■ Excerpted text ■
--- Begin ---
What bothers me is that the second argument, the outcome, is all "False". I'm not sure a model with only one outcome is meaningful. Let's try something with two outcomes:

> A2=data.frame(ads_return_count=sample(100,10,TRUE), actual_cpc=runif(100), is_user_agent_bot=sample(c("True","False"),100,TRUE))
> cubist(A2[,c("ads_return_count","is_user_agent_bot")],A2[,"actual_cpc"])

Call:
cubist.default(x = A2[, c("ads_return_count", "is_user_agent_bot")], y =
 A2[, "actual_cpc"])

Number of samples: 100 
Number of predictors: 2 

Number of committees: 1 
Number of rules: 1 

I would say this was an uninformative error message from cubist caused by having a single outcome possibility.
--- End ---
■ Goal 1 ■
Select and copy every line in the records below that contains the string "dark", matching case exactly.

■ Supplied records ■
--- Begin ---
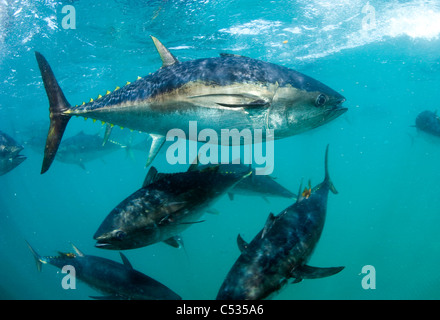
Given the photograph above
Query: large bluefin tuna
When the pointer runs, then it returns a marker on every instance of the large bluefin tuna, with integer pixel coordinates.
(165, 206)
(281, 250)
(116, 280)
(227, 92)
(10, 156)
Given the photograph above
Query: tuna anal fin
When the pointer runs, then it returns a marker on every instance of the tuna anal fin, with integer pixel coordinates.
(125, 261)
(156, 144)
(308, 272)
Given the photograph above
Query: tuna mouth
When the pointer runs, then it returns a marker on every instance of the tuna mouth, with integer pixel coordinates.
(336, 110)
(102, 245)
(18, 159)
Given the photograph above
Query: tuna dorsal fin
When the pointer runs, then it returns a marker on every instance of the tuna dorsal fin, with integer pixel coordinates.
(194, 165)
(79, 253)
(242, 245)
(156, 143)
(175, 242)
(151, 177)
(125, 261)
(269, 223)
(167, 58)
(108, 131)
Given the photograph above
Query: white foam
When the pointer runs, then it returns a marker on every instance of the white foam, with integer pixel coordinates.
(253, 27)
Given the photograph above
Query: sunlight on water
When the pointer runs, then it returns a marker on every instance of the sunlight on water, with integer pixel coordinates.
(382, 56)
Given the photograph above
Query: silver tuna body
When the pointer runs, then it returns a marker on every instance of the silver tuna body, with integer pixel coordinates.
(223, 93)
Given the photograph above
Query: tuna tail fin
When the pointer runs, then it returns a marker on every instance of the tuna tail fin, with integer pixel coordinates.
(327, 179)
(58, 106)
(37, 257)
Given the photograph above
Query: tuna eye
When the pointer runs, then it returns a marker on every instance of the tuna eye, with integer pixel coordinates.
(120, 235)
(321, 100)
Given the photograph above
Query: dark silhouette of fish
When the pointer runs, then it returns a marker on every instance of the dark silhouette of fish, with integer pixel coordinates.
(429, 122)
(10, 156)
(166, 205)
(281, 250)
(118, 281)
(227, 92)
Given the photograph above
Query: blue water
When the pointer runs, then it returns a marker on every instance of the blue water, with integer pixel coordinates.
(386, 213)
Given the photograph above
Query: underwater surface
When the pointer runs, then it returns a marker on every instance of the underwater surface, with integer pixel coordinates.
(383, 57)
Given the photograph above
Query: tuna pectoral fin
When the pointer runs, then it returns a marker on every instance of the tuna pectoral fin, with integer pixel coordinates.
(58, 106)
(308, 272)
(327, 179)
(175, 242)
(156, 143)
(37, 257)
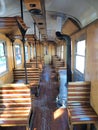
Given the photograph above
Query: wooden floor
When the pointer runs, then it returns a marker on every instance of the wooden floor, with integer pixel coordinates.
(47, 116)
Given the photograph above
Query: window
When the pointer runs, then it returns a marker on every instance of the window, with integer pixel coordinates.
(62, 51)
(45, 50)
(18, 54)
(26, 52)
(31, 51)
(58, 51)
(80, 56)
(3, 57)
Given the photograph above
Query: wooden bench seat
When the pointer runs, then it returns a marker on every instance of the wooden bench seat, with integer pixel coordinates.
(33, 65)
(79, 109)
(15, 105)
(33, 76)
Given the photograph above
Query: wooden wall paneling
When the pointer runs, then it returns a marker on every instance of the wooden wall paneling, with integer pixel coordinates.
(91, 73)
(8, 76)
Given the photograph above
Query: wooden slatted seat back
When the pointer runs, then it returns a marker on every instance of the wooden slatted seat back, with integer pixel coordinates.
(33, 65)
(33, 74)
(15, 104)
(79, 109)
(78, 93)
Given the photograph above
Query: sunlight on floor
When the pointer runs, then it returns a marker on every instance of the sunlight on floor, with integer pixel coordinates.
(58, 113)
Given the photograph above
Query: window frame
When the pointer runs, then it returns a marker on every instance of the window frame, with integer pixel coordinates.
(26, 53)
(5, 55)
(76, 54)
(62, 52)
(18, 54)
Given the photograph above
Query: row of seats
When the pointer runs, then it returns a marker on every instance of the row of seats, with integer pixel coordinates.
(15, 105)
(80, 111)
(16, 99)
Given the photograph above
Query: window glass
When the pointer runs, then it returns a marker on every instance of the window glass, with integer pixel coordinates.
(81, 48)
(80, 56)
(31, 51)
(3, 58)
(62, 51)
(18, 54)
(26, 52)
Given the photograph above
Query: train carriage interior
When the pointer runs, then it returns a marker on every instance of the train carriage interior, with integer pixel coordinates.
(48, 64)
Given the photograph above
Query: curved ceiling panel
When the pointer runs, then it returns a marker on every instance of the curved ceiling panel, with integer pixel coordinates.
(84, 10)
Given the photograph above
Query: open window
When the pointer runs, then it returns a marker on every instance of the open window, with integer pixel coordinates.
(3, 58)
(80, 59)
(26, 52)
(62, 51)
(18, 54)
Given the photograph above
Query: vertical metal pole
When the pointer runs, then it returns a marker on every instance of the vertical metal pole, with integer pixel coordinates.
(35, 43)
(23, 40)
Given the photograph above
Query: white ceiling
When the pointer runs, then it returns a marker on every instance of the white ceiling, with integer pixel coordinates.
(57, 12)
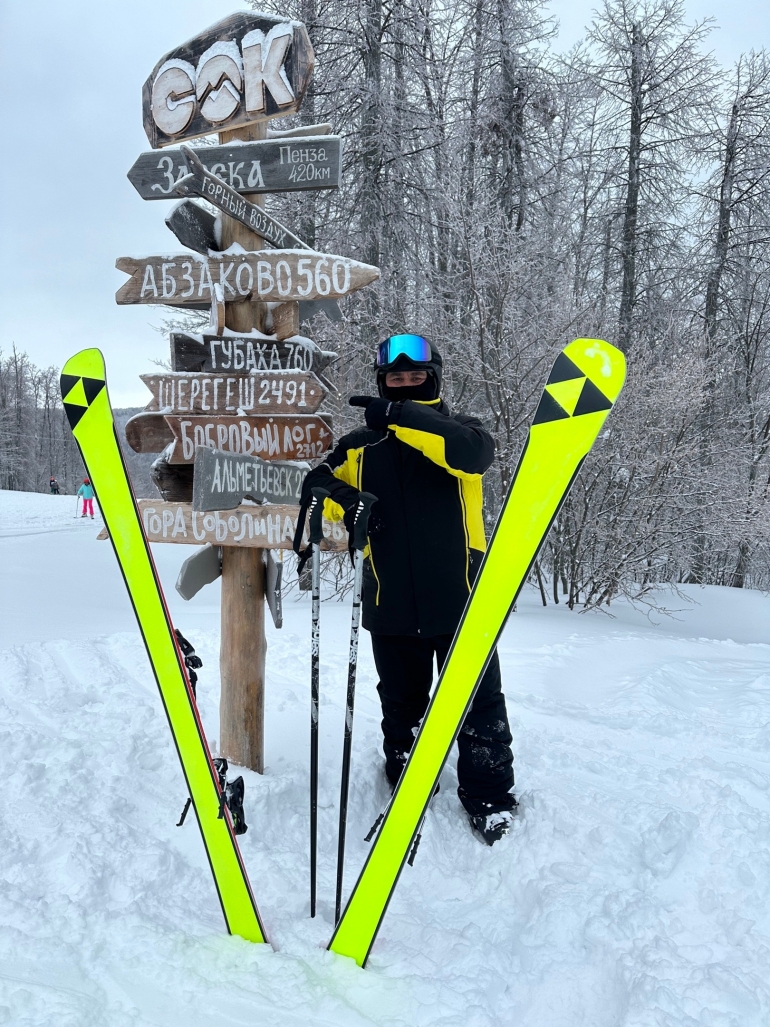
--- End ---
■ Goal 2 ■
Reproduce verbatim the portion of the cubist excerpt above from "Number of samples: 100" up to and including "single outcome possibility.".

■ Answer 1 ■
Query: dark silhouette of fish
When the pointer runs, then it returns a marker on every instance of the dark silhouette of fish, with integer pixel coordinates.

■ Answer 2 ■
Number of samples: 100 
Number of predictors: 2 

Number of committees: 1 
Number of rules: 1 

I would say this was an uninformative error message from cubist caused by having a single outcome possibility.